**EXERCISE BRIEF**
Switch every "jersey" in the records below to "shirt", then write out all the lines again with nothing else changed. Leave the pictures out of your answer.

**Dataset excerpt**
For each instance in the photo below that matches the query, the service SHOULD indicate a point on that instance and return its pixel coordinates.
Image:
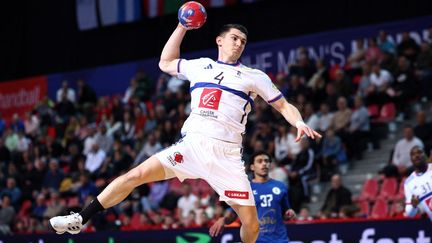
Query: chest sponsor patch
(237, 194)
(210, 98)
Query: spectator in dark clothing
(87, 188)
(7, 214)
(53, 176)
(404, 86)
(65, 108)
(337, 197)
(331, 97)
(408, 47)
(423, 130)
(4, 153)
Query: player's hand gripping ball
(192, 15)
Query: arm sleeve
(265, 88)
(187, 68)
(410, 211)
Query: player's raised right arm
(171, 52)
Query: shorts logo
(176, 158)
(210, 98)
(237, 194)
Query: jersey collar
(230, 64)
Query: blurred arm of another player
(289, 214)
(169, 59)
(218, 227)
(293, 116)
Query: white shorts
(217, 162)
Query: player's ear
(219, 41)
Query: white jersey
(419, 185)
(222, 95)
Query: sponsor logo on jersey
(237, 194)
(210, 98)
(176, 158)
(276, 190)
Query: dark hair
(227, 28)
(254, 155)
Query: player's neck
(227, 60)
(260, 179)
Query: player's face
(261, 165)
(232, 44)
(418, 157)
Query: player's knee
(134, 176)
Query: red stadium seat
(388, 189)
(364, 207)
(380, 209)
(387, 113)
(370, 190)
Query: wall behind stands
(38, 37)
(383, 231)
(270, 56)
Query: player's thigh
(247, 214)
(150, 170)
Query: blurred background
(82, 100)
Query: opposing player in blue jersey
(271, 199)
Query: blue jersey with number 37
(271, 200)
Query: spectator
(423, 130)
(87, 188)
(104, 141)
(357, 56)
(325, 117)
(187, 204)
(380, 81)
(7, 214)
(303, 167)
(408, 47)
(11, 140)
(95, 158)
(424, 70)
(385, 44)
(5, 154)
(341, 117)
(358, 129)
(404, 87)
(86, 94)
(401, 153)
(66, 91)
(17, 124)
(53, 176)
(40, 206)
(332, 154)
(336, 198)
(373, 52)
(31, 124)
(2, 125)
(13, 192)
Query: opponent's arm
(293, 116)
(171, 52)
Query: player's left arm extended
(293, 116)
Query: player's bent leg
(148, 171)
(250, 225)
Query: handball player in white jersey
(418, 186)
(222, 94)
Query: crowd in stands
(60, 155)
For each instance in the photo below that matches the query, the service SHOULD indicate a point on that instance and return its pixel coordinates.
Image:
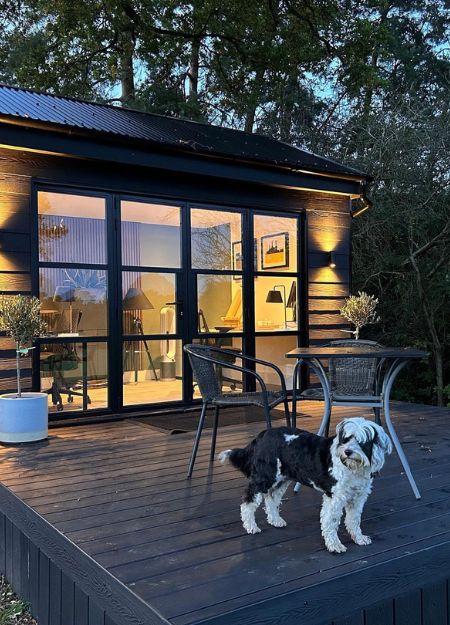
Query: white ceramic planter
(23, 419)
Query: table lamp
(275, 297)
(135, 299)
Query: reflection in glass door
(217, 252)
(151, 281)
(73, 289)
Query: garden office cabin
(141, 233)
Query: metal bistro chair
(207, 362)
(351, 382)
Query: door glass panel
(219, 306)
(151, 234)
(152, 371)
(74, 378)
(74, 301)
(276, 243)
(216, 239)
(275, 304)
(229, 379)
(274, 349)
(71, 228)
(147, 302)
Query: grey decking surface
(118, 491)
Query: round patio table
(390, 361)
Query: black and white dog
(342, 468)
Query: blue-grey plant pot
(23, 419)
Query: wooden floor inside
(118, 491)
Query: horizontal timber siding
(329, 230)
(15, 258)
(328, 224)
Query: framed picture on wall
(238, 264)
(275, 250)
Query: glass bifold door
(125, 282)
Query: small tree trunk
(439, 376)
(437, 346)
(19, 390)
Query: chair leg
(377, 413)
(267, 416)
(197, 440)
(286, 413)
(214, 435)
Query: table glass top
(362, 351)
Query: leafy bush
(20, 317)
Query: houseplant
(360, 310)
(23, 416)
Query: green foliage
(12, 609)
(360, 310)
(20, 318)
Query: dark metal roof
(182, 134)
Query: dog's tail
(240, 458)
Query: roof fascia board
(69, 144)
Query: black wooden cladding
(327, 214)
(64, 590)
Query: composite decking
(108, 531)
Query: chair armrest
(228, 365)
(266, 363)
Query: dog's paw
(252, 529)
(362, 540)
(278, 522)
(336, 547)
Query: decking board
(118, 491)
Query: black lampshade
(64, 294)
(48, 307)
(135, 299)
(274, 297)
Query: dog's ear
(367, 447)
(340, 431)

**ANSWER FOR THIS EXERCISE**
For each instance in the photo below that matches the query, the service SHOULD indicate a point on that instance and return its pixel coordinates.
Image:
Query: chest sponsor patch
(237, 194)
(210, 98)
Query: spectator in dark clothing
(87, 188)
(7, 214)
(53, 176)
(404, 86)
(65, 108)
(337, 197)
(331, 97)
(408, 47)
(423, 130)
(4, 153)
Query: player's hand gripping ball
(192, 15)
Query: arm sleeve
(265, 88)
(187, 68)
(410, 211)
Query: player's raised right arm
(171, 52)
Query: shorts logo
(176, 158)
(210, 98)
(237, 194)
Query: shirt collar
(230, 64)
Query: blurred arm of another player
(289, 214)
(169, 59)
(218, 227)
(293, 116)
Query: white shorts
(217, 162)
Query: player's ear
(219, 41)
Query: white shirt
(419, 185)
(222, 95)
Query: sponsor logo on shirt
(237, 194)
(210, 98)
(176, 158)
(276, 190)
Query: dark hair
(227, 28)
(254, 155)
Query: player's neck
(227, 60)
(260, 179)
Query: player's face
(261, 165)
(232, 44)
(418, 157)
Query: player's knee
(134, 176)
Query: red stadium seat
(388, 189)
(364, 207)
(380, 209)
(387, 113)
(370, 190)
Query: wall behind stands
(38, 37)
(383, 231)
(270, 56)
Query: player's thigh
(247, 214)
(150, 170)
Query: blurred background
(82, 100)
Query: opposing player in blue shirt
(271, 199)
Query: blue shirt with number 37
(271, 200)
Query: spectator
(423, 130)
(87, 188)
(104, 141)
(357, 56)
(325, 117)
(187, 204)
(380, 81)
(7, 214)
(303, 167)
(408, 47)
(11, 140)
(95, 158)
(424, 70)
(385, 44)
(5, 154)
(341, 117)
(358, 129)
(404, 87)
(86, 94)
(401, 153)
(66, 91)
(17, 124)
(53, 176)
(40, 206)
(332, 154)
(336, 198)
(373, 52)
(31, 124)
(2, 125)
(13, 192)
Query: opponent's arm
(293, 116)
(171, 52)
Query: player's left arm extended
(293, 116)
Query: player's bent leg
(148, 171)
(250, 225)
Query: handball player in white shirt
(418, 186)
(222, 94)
Query: crowd in stands
(60, 155)
For each instance in the photo below that matches the query, the service SHOULD indicate a point on that instance and return its pixel coordinates.
Image:
Query: white ceramic planter
(23, 419)
Query: table lamp
(275, 297)
(135, 299)
Query: reflection in glass door
(217, 252)
(151, 281)
(73, 289)
Query: garden office cabin
(141, 233)
Query: metal bistro chair
(207, 362)
(351, 382)
Query: door glass panel
(219, 306)
(151, 234)
(152, 371)
(74, 378)
(74, 301)
(276, 243)
(216, 239)
(275, 304)
(229, 379)
(274, 349)
(71, 228)
(147, 302)
Query: grey decking surface
(118, 491)
Query: round patio table
(390, 361)
Query: black and white dog
(342, 468)
Query: blue-grey plant pot
(23, 419)
Query: wooden floor inside
(118, 491)
Query: horizontal timber siding
(329, 230)
(15, 258)
(328, 224)
Query: framed picture on wall
(238, 264)
(275, 250)
Query: glass bifold door
(125, 282)
Query: small tree trunk
(439, 376)
(437, 346)
(19, 390)
Query: chair leg
(377, 413)
(267, 416)
(197, 440)
(286, 413)
(214, 435)
Query: table glass top
(362, 351)
Query: leafy bush
(20, 317)
Query: houseplant
(360, 310)
(23, 416)
Query: green foliage
(12, 609)
(360, 310)
(20, 318)
Query: dark metal roof
(182, 134)
Query: dog's tail
(240, 458)
Query: roof fascia board
(69, 144)
Query: black wooden cladding
(327, 214)
(64, 590)
Query: composite decking
(108, 531)
Query: chair armrest
(228, 365)
(266, 363)
Query: dog's paw
(252, 529)
(362, 540)
(278, 522)
(336, 547)
Query: decking board
(118, 491)
Query: black lampshade
(64, 294)
(48, 307)
(135, 299)
(274, 297)
Query: dog's ear
(367, 447)
(340, 431)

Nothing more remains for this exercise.